[INSTRUCTIONS TO FOLLOW]
Transcribe all of the material exactly, except for its pictures.

[GIVEN RECORDS]
—————

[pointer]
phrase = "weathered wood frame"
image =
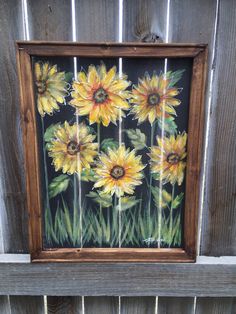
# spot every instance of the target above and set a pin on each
(25, 50)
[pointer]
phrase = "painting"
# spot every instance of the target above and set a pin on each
(112, 148)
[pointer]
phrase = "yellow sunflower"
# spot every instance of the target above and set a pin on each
(152, 97)
(119, 171)
(72, 148)
(101, 94)
(168, 158)
(51, 87)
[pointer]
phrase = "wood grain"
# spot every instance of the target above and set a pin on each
(26, 305)
(132, 305)
(219, 228)
(12, 199)
(50, 19)
(66, 279)
(216, 306)
(175, 305)
(109, 49)
(194, 21)
(4, 305)
(97, 21)
(64, 305)
(101, 305)
(105, 255)
(145, 20)
(13, 214)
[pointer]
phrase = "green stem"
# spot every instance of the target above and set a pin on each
(171, 215)
(150, 181)
(45, 165)
(75, 208)
(99, 135)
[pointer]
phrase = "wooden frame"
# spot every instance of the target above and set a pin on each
(199, 54)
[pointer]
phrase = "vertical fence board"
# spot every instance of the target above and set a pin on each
(98, 21)
(13, 215)
(51, 20)
(101, 305)
(195, 22)
(216, 306)
(219, 228)
(175, 305)
(143, 305)
(4, 305)
(144, 20)
(62, 305)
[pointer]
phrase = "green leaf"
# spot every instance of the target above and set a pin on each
(58, 185)
(49, 133)
(104, 200)
(109, 143)
(137, 138)
(174, 76)
(177, 201)
(126, 203)
(88, 175)
(169, 125)
(68, 76)
(161, 197)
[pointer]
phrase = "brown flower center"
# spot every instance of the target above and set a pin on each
(42, 86)
(100, 96)
(154, 99)
(73, 148)
(173, 158)
(117, 172)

—————

[FULL SOLUTION]
[pointer]
phrase = "weathered wood frame"
image =
# spot every instance of the target above and set a pin on each
(25, 50)
[pointer]
phrase = "painting"
# spot every instance of the target above and set a pin on each
(112, 148)
[pointer]
phrase = "yellow sunflower"
# spot every instance of the target above and set a pin on each
(152, 97)
(119, 171)
(72, 148)
(101, 94)
(168, 158)
(51, 87)
[pointer]
phrase = "wood grain"
# spot every instance of the target above and set a pin on each
(26, 305)
(132, 305)
(219, 228)
(12, 199)
(50, 19)
(66, 279)
(216, 306)
(175, 305)
(109, 49)
(194, 21)
(4, 305)
(97, 21)
(64, 305)
(101, 305)
(105, 255)
(145, 20)
(13, 214)
[pointer]
phrase = "green stem"
# spot every instance of the target above and set a pin on each
(171, 215)
(150, 181)
(45, 165)
(75, 208)
(99, 135)
[pointer]
phrase = "wooden frame"
# spot every instance of the target above and set a pin on each
(199, 54)
[pointer]
phrase = "vertical fence board"
# spot every instance of the target above and set a pin on each
(98, 21)
(13, 215)
(51, 20)
(101, 305)
(195, 22)
(216, 306)
(219, 228)
(175, 305)
(143, 305)
(4, 305)
(144, 20)
(62, 305)
[pointer]
phrase = "green leaf"
# spot every instance of the target above and set a pin on each
(58, 185)
(49, 133)
(104, 200)
(109, 143)
(137, 138)
(174, 76)
(177, 201)
(126, 203)
(88, 175)
(169, 125)
(68, 76)
(161, 197)
[pointer]
phrase = "brown flower center"
# spot every instance of the target above and set a pin on each
(42, 86)
(100, 96)
(154, 99)
(73, 148)
(173, 158)
(117, 172)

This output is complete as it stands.